WORK REQUEST :: From the passage about the Yankees and Peavy, output unchanged the part that opens with the words "Given what we’ve" and closes with "for the Yankees.".

Given what we’ve seen and heard from Brian Cashman this year, I’d give this maybe a one-percent chance of happening. Maybe less. The Yankees are seeking only proven upgrades, and while Peavy at his best, or even near his best, is a definite upgrade, in his current incarnation he might be too big a risk. Win, and you have not only a pitcher for the stretch run and the playoffs, but also someone to fill a rotation spot next year as the Yankees await a big 2013 free agent class. Lose, and he’s an expensive 2012 liability that could make it difficult to field a top-notch rotation. But when we weigh his positives and negatives and then combine it with the expected costs and risks, I think he’s as good an option as any for the Yankees.

INFORMATION ::
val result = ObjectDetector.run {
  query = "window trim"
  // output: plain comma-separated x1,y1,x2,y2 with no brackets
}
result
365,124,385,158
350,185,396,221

SOLVED EXERCISE ::
Given what we’ve seen and heard from Brian Cashman this year, I’d give this maybe a one-percent chance of happening. Maybe less. The Yankees are seeking only proven upgrades, and while Peavy at his best, or even near his best, is a definite upgrade, in his current incarnation he might be too big a risk. Win, and you have not only a pitcher for the stretch run and the playoffs, but also someone to fill a rotation spot next year as the Yankees await a big 2013 free agent class. Lose, and he’s an expensive 2012 liability that could make it difficult to field a top-notch rotation. But when we weigh his positives and negatives and then combine it with the expected costs and risks, I think he’s as good an option as any for the Yankees.